(Entries on finding named things)
<<<<
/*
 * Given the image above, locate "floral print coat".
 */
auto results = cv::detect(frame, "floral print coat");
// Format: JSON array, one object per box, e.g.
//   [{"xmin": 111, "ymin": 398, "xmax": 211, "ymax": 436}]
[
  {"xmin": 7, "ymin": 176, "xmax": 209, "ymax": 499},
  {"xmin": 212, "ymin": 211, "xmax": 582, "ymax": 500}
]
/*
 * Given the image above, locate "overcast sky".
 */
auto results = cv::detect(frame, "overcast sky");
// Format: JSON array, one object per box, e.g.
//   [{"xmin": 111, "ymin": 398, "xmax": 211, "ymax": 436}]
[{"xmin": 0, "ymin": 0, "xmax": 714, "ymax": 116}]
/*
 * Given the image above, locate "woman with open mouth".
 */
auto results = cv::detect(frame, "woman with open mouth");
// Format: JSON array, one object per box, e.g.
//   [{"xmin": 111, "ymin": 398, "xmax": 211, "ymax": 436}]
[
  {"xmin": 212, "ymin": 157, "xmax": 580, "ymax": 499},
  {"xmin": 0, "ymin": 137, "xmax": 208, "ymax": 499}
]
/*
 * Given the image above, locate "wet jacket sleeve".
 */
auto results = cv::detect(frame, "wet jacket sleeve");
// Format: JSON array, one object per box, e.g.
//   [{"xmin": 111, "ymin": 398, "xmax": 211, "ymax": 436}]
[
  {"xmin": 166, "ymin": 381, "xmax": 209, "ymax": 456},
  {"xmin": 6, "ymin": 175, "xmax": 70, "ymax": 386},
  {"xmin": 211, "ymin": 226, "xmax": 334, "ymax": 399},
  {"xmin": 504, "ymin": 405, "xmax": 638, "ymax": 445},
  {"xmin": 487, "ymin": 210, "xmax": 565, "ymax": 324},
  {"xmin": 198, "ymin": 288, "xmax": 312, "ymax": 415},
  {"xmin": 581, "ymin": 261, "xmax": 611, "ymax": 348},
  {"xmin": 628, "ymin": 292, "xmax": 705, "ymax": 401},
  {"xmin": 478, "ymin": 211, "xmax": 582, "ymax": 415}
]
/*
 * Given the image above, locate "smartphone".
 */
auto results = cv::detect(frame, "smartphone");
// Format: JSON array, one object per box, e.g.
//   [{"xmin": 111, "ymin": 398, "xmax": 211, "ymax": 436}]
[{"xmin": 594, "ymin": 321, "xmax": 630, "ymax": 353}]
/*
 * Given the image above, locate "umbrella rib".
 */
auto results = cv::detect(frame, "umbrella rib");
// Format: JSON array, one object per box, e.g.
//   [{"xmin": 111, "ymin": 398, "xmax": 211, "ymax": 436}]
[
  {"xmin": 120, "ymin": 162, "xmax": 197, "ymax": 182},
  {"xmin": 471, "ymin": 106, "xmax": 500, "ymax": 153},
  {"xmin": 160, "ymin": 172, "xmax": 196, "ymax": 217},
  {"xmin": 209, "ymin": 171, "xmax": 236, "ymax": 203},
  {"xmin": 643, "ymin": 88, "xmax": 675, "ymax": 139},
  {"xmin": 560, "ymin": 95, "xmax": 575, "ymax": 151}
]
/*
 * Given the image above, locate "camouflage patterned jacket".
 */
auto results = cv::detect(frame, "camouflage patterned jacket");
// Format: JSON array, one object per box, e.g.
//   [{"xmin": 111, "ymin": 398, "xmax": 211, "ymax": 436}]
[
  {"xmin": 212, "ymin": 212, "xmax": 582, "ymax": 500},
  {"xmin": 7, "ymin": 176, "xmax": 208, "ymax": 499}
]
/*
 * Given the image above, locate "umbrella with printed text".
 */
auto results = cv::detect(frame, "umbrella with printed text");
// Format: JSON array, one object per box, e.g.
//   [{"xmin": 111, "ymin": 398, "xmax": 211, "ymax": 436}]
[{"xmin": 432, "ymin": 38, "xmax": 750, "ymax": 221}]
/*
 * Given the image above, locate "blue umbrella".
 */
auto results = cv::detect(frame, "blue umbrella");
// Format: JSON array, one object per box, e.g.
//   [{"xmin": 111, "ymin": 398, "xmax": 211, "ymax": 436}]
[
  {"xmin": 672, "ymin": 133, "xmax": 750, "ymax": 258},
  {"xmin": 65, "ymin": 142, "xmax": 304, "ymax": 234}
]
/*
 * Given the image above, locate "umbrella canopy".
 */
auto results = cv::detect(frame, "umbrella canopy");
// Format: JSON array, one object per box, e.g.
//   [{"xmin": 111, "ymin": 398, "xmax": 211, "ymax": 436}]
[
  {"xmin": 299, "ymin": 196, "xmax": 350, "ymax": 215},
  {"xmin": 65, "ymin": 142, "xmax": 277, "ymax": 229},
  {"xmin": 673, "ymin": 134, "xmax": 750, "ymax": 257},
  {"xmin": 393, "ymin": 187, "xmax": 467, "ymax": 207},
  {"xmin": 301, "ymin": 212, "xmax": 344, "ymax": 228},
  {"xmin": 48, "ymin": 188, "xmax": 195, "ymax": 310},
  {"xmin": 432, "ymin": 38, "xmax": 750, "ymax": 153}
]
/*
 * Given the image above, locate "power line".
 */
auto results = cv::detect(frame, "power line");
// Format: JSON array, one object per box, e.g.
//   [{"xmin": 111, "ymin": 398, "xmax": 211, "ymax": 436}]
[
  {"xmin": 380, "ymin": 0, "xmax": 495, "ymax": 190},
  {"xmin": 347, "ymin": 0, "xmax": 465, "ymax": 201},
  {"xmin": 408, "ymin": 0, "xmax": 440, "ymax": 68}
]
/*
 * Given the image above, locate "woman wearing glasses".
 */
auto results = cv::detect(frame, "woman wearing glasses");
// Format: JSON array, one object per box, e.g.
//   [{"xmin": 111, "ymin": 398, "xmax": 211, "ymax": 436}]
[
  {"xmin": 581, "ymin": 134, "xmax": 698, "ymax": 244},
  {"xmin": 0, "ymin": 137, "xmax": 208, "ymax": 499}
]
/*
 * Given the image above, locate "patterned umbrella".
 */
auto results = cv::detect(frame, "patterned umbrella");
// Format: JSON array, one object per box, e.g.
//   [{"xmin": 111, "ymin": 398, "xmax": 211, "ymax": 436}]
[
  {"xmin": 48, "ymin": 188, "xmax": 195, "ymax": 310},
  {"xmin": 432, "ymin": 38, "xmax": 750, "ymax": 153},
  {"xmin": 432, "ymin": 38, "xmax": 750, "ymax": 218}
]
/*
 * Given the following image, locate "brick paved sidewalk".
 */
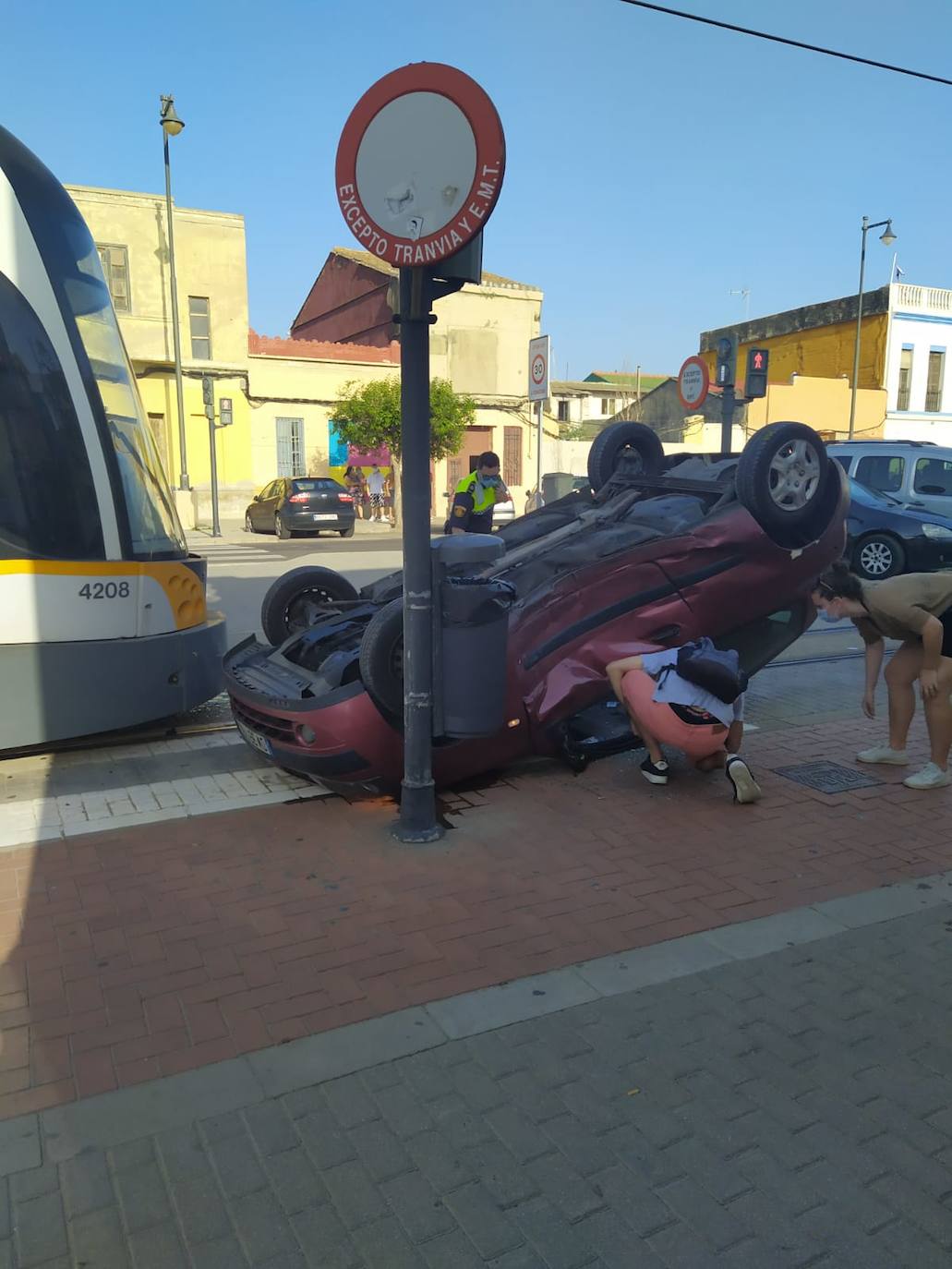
>>>>
### [Objective]
Find each line in the items above that contains the word "overcast" and copy those lines. Case counts.

### [Solution]
 * Given the image above, locate "overcast sky".
auto results = cv::detect(frame, "overcast sky");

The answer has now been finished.